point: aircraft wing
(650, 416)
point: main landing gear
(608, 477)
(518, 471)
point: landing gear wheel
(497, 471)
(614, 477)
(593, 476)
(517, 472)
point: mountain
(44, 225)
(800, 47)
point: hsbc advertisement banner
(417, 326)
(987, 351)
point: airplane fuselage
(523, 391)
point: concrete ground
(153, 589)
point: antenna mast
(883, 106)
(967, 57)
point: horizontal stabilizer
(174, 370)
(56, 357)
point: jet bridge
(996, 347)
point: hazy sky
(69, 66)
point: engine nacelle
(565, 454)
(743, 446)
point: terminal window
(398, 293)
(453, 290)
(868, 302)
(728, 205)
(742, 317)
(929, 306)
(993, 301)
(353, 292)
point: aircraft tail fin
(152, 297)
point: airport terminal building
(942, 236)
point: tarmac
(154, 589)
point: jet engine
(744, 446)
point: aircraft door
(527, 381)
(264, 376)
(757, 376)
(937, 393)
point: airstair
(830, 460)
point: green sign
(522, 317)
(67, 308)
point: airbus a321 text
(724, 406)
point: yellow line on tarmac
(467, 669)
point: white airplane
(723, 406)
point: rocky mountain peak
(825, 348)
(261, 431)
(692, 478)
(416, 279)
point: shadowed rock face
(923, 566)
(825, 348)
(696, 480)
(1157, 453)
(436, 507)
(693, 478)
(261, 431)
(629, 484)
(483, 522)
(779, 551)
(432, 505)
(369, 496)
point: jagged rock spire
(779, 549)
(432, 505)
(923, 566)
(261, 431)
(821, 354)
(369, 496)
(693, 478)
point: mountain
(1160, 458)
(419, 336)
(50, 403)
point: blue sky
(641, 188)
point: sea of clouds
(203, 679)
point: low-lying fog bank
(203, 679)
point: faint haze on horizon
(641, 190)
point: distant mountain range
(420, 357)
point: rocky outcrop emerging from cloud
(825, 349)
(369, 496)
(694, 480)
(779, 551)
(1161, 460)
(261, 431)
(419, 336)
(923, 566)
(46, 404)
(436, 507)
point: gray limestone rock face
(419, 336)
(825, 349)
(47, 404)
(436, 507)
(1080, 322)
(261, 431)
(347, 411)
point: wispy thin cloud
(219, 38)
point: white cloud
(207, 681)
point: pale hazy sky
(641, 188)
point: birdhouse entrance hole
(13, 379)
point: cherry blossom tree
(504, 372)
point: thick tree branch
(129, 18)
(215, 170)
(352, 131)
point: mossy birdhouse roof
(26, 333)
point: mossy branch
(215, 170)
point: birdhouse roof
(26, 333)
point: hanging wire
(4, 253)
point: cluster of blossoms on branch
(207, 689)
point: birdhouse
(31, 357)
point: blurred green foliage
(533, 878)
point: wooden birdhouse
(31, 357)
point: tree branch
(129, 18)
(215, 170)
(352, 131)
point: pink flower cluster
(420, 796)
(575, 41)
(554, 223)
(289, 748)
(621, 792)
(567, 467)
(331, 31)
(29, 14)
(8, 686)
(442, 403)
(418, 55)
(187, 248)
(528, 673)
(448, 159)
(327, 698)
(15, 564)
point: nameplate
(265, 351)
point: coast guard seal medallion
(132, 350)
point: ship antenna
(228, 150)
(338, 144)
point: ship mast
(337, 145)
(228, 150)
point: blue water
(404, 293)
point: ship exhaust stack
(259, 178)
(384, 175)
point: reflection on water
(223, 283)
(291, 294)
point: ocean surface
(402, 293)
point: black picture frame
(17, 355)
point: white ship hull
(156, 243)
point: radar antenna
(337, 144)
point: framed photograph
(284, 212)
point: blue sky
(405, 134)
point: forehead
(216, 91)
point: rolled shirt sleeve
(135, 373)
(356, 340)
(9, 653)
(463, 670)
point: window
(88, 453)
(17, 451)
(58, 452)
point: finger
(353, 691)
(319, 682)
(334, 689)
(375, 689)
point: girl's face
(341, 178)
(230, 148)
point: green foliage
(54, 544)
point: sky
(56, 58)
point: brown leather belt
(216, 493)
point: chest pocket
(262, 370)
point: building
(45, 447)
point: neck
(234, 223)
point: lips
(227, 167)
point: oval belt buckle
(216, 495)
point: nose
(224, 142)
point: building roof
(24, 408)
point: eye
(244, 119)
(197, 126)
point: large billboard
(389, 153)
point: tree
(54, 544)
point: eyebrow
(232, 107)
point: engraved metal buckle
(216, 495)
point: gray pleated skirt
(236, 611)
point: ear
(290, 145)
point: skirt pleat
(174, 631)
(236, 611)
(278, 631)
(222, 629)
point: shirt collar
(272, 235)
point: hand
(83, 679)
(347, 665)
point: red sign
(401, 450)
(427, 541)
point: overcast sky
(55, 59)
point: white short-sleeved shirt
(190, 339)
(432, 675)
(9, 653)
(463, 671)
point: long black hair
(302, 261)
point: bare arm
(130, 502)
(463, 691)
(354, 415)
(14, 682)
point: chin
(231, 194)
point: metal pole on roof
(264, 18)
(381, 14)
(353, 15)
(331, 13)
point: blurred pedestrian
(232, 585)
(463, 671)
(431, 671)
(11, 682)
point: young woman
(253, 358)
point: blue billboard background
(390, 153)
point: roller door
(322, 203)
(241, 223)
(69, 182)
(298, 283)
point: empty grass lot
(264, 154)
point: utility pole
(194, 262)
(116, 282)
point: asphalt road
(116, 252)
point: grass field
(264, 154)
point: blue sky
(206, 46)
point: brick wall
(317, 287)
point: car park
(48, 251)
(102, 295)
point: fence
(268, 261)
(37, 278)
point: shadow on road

+-------+

Output an exact copy of each record.

--- Written answer ---
point: aircraft wing
(650, 416)
point: main landing gear
(608, 477)
(518, 471)
point: landing gear wheel
(497, 471)
(614, 477)
(593, 476)
(517, 472)
point: mountain
(44, 225)
(800, 47)
point: hsbc advertisement banner
(417, 326)
(987, 351)
point: airplane fuselage
(523, 391)
point: concrete ground
(153, 589)
point: antenna mast
(883, 106)
(967, 57)
point: horizontal stabilizer
(174, 370)
(56, 357)
point: jet bridge
(996, 347)
point: hazy sky
(69, 66)
point: engine nacelle
(565, 454)
(743, 446)
point: terminal window
(398, 293)
(453, 290)
(868, 302)
(728, 205)
(742, 317)
(929, 306)
(993, 301)
(353, 292)
point: aircraft tail fin
(152, 297)
point: airport terminal building
(942, 236)
point: tarmac
(154, 589)
point: jet engine
(744, 446)
point: aircraft door
(527, 381)
(264, 376)
(757, 376)
(937, 393)
point: airstair
(830, 460)
point: green sign
(522, 317)
(67, 308)
point: airbus a321 text
(724, 406)
point: yellow line on tarmac
(467, 669)
point: white airplane
(723, 406)
point: rocky mountain peak
(825, 348)
(261, 431)
(692, 478)
(416, 279)
point: shadowed rock face
(923, 566)
(825, 348)
(696, 480)
(1157, 453)
(436, 507)
(693, 478)
(261, 431)
(629, 484)
(483, 522)
(779, 551)
(432, 505)
(369, 496)
point: jagged rock spire
(779, 549)
(432, 505)
(923, 566)
(261, 431)
(821, 354)
(369, 496)
(693, 478)
point: mountain
(1160, 458)
(419, 336)
(50, 403)
point: blue sky
(641, 188)
point: sea of clouds
(203, 679)
point: low-lying fog bank
(203, 679)
point: faint haze on horizon
(641, 190)
point: distant mountain range
(420, 357)
point: rocky outcrop emerging from cloud
(825, 349)
(369, 496)
(694, 480)
(779, 551)
(1161, 460)
(261, 431)
(419, 336)
(923, 566)
(46, 404)
(436, 507)
point: gray limestone rock face
(419, 336)
(825, 349)
(47, 404)
(436, 507)
(1080, 322)
(261, 431)
(347, 411)
point: wispy thin cloud
(219, 38)
point: white cloud
(207, 681)
point: pale hazy sky
(641, 188)
point: birdhouse entrance hole
(13, 379)
point: cherry blossom tree
(504, 372)
point: thick tree branch
(129, 18)
(215, 170)
(352, 131)
point: mossy birdhouse roof
(26, 333)
point: mossy branch
(215, 170)
point: birdhouse roof
(26, 333)
point: hanging wire
(4, 253)
point: cluster of blossoms on branch
(207, 689)
point: birdhouse
(31, 357)
point: blurred green foliage
(533, 878)
point: wooden birdhouse
(31, 357)
point: tree branch
(129, 18)
(215, 170)
(352, 131)
point: pink flower cluster
(420, 796)
(575, 41)
(554, 223)
(289, 748)
(621, 792)
(567, 467)
(331, 31)
(29, 14)
(8, 686)
(442, 403)
(418, 55)
(187, 248)
(528, 673)
(448, 159)
(327, 698)
(15, 564)
point: nameplate
(265, 351)
point: coast guard seal medallion
(132, 350)
point: ship antenna
(228, 150)
(338, 144)
point: ship mast
(337, 145)
(228, 150)
point: blue water
(404, 293)
point: ship exhaust stack
(259, 178)
(384, 175)
point: reflection on water
(223, 283)
(291, 294)
point: ocean surface
(402, 293)
point: black picture frame
(17, 355)
point: white ship hull
(156, 243)
point: radar antenna
(337, 144)
point: framed photograph
(284, 212)
point: blue sky
(405, 134)
point: forehead
(216, 91)
point: rolled shirt sleeve
(135, 373)
(356, 340)
(9, 653)
(463, 670)
point: window
(88, 453)
(17, 451)
(58, 452)
point: finger
(353, 691)
(319, 682)
(334, 689)
(375, 689)
point: girl's face
(341, 178)
(230, 148)
point: green foliage
(54, 544)
point: sky
(56, 58)
point: brown leather belt
(216, 493)
point: chest pocket
(262, 370)
point: building
(45, 447)
point: neck
(234, 223)
point: lips
(227, 167)
point: oval belt buckle
(216, 495)
point: nose
(224, 142)
point: building roof
(24, 408)
point: eye
(244, 119)
(197, 126)
point: large billboard
(389, 153)
point: tree
(54, 544)
point: eyebrow
(232, 107)
point: engraved metal buckle
(216, 495)
point: gray pleated skirt
(236, 611)
point: ear
(290, 145)
point: skirt pleat
(174, 631)
(236, 611)
(278, 631)
(222, 629)
point: shirt collar
(272, 235)
point: hand
(83, 679)
(347, 665)
point: red sign
(401, 450)
(427, 541)
point: overcast sky
(55, 59)
point: white short-sleeved shirt
(190, 339)
(432, 675)
(9, 653)
(463, 671)
point: long black hair
(302, 261)
point: bare arm
(130, 502)
(463, 691)
(354, 415)
(14, 682)
point: chin
(231, 194)
point: metal pole on roof
(264, 18)
(381, 14)
(353, 15)
(331, 13)
point: blurred pedestrian
(232, 585)
(463, 671)
(431, 671)
(11, 682)
point: young woman
(253, 358)
point: blue billboard background
(390, 153)
point: roller door
(322, 203)
(241, 223)
(69, 182)
(298, 283)
point: empty grass lot
(264, 154)
point: utility pole
(194, 262)
(116, 282)
point: asphalt road
(116, 252)
point: grass field
(264, 154)
point: blue sky
(206, 46)
point: brick wall
(317, 287)
point: car park
(48, 251)
(102, 295)
point: fence
(268, 261)
(37, 278)
point: shadow on road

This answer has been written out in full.